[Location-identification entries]
-- BEGIN --
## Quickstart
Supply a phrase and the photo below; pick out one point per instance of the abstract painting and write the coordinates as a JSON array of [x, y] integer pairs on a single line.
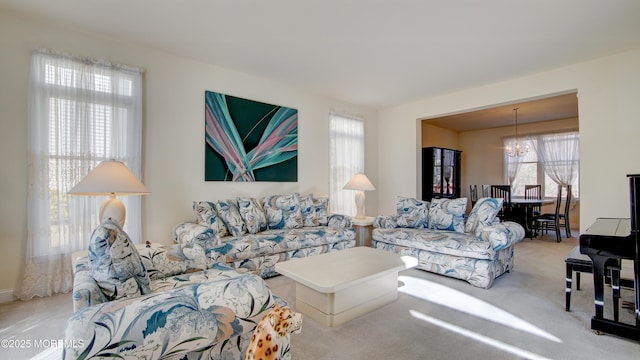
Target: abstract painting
[[246, 140]]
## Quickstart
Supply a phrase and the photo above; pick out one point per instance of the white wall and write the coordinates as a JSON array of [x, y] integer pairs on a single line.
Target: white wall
[[173, 136], [608, 92]]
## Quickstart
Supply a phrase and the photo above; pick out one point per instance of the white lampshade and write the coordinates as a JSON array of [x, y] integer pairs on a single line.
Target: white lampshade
[[110, 178], [361, 183]]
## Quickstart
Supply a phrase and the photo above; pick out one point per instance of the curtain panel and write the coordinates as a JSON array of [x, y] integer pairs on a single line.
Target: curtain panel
[[560, 155], [346, 158], [81, 112]]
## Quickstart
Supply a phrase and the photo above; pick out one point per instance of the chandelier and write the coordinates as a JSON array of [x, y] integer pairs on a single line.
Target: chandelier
[[516, 149]]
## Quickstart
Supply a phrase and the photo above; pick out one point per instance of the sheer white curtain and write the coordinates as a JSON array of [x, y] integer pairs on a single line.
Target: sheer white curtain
[[81, 112], [560, 155], [512, 163], [346, 158]]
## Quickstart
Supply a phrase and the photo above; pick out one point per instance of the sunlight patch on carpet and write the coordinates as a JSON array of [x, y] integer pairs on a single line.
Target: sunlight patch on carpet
[[524, 354], [445, 296], [49, 354]]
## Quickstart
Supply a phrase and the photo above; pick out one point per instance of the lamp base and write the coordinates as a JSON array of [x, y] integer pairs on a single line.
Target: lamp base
[[360, 204], [113, 208]]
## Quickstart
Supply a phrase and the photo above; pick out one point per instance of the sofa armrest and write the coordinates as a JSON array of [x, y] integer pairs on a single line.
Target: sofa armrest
[[198, 319], [385, 222], [169, 260], [86, 291], [501, 235], [340, 221]]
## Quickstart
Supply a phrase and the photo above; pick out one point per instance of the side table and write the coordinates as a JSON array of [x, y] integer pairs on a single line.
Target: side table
[[364, 228]]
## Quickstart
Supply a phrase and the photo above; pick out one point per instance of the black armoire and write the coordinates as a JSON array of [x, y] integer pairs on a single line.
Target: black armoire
[[440, 173]]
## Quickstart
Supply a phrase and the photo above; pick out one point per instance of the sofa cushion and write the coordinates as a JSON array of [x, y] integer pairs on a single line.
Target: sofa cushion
-- END --
Rewrite the entries, requests included, starting at the first entry and ending at the line containing "[[516, 149]]", and shift every coordinate in the answers by -5. Leave the pictures out.

**Correct result**.
## Quickstart
Supply a phrase and the photo below; pick out one point per instance of the abstract painting and write the coordinates as a JSON array of [x, y] integer pairs on a single line.
Target: abstract painting
[[241, 135]]
## Quickstart
Supply a phrase and the photo above; pick out one point per instance of the white wall and write the coordinates as a JSON array of [x, y] integer pairs on a single line.
Target: white wall
[[168, 131], [603, 87]]
## Quickstart
Supply a phrase and the photo above; pick out one point per instance of the white lampshade and write the coordinates as a JSON array of [x, y] integer pairs on a single line.
Target: white lampshade
[[105, 173], [356, 178]]
## Quickstart
Supply a phrase and the photo above; pick out one point per instance of the curtain panel and write the coordinates as a JSON array of [x, y] integer pairs on a single line.
Target: curtain panel
[[555, 150], [341, 153], [76, 107]]
## Quickstart
Supply a phrase and the photo above; pick out one point per instance of the chandelier and write the coordinates as a JSON array of [x, y] integer pairs on a single line.
Target: chandelier
[[511, 144]]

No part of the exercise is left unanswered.